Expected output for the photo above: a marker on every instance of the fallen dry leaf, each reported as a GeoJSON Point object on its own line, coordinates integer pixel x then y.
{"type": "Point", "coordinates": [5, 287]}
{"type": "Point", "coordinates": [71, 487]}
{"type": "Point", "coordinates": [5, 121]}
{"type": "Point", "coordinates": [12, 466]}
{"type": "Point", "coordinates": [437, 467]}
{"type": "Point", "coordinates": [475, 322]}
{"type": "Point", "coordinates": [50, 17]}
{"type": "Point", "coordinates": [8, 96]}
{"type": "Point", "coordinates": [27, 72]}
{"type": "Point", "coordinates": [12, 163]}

● ● ● ● ●

Given task:
Write the rows above out again, substituting "dead leaf" for "fallen dry leaf" and changing nothing else.

Output below:
Expected output for the photo above: a marker on every instance of the dead leaf, each reported as a GeoJSON Point object on its own line, coordinates integer pixel x then y.
{"type": "Point", "coordinates": [5, 287]}
{"type": "Point", "coordinates": [71, 487]}
{"type": "Point", "coordinates": [5, 121]}
{"type": "Point", "coordinates": [12, 466]}
{"type": "Point", "coordinates": [437, 467]}
{"type": "Point", "coordinates": [475, 322]}
{"type": "Point", "coordinates": [50, 17]}
{"type": "Point", "coordinates": [8, 96]}
{"type": "Point", "coordinates": [27, 72]}
{"type": "Point", "coordinates": [12, 163]}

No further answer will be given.